(Problem details)
Print, word for word, the stretch of the passage on the Clinton administration's national security directives from "Clinton administration[edit]" through "series were abolished.".

Clinton administration[edit]

President William J. Clinton on January 20, 1993, the day of his inauguration, issued Presidential Decision Directive (PDD) 1 to departments and agencies concerned with national security affairs. PDD l revised and renamed the framework governing the work of the National Security Council. A Presidential Review Directive (PRD) series would be the mechanism used by the new administration to direct that specific reviews and analyses be undertaken by the departments and agencies. A Presidential Decision Directive series would now be used to promulgate Presidential decisions on national security matters. The Bush administration's National Security Review (NSR) series and National Security Directive (NSD) series were abolished.

On January 21, 1993, in PDD 2, President Clinton approved an NSC decision-making system that enlarged the membership of the National Security Council and included a much greater emphasis on economic issues in the formulation of national security policy. The President, Vice President, Secretary of State, and Secretary of Defense were members of the NSC as prescribed by statute. The Director of Central Intelligence and Chairman of the Joint Chiefs of Staff, as statutory advisers to the NSC, attended its meetings. The new membership of the National Security Council included the following officials: the Secretary of the Treasury, the U.S. Representative to the United Nations, the Assistant to the President for National Security Affairs, the Assistant to the President for Economic Policy, and the Chief of Staff to the President. Although not a member, the Attorney General would be invited to attend meetings pertaining to his jurisdiction..

[Entries for bounding box labeling]
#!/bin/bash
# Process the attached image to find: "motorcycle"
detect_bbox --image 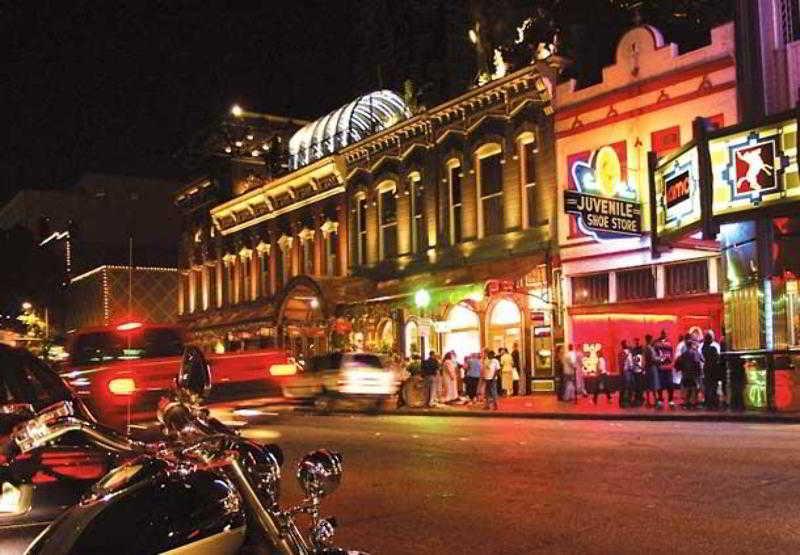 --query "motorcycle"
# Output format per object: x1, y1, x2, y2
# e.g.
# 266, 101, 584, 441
3, 347, 366, 555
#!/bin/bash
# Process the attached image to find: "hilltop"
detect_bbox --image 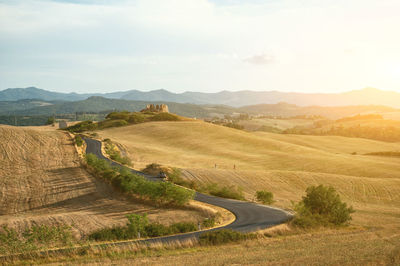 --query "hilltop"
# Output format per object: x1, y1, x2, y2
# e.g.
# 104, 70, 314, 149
0, 126, 212, 239
96, 121, 400, 252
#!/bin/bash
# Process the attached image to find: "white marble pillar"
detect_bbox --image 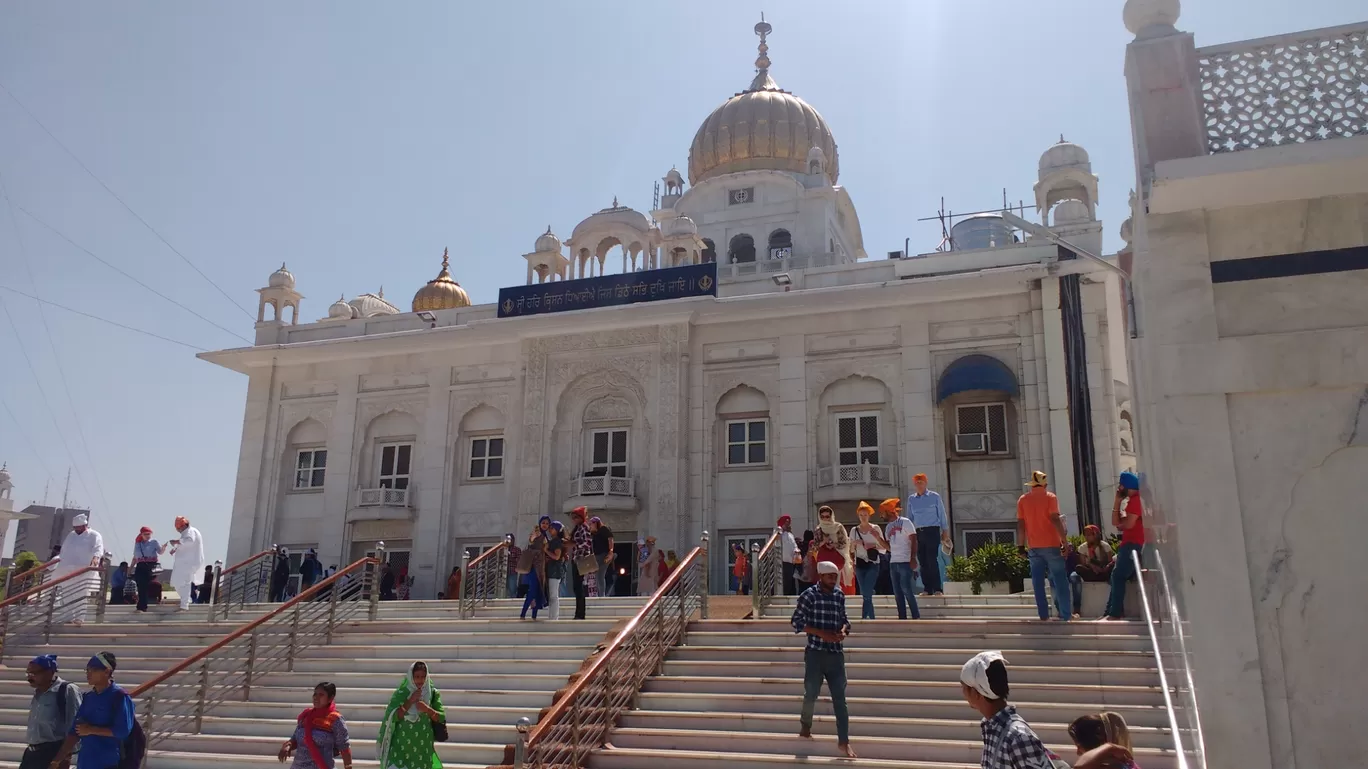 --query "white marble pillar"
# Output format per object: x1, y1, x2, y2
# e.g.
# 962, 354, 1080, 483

(Response)
Clinton administration[edit]

President William J. Clinton on January 20, 1993, the day of his inauguration, issued Presidential Decision Directive (PDD) 1 to departments and agencies concerned with national security affairs. PDD l revised and renamed the framework governing the work of the National Security Council. A Presidential Review Directive (PRD) series would be the mechanism used by the new administration to direct that specific reviews and analyses be undertaken by the departments and agencies. A Presidential Decision Directive series would now be used to promulgate Presidential decisions on national security matters. The Bush administration's National Security Review (NSR) series and National Security Directive (NSD) series were abolished.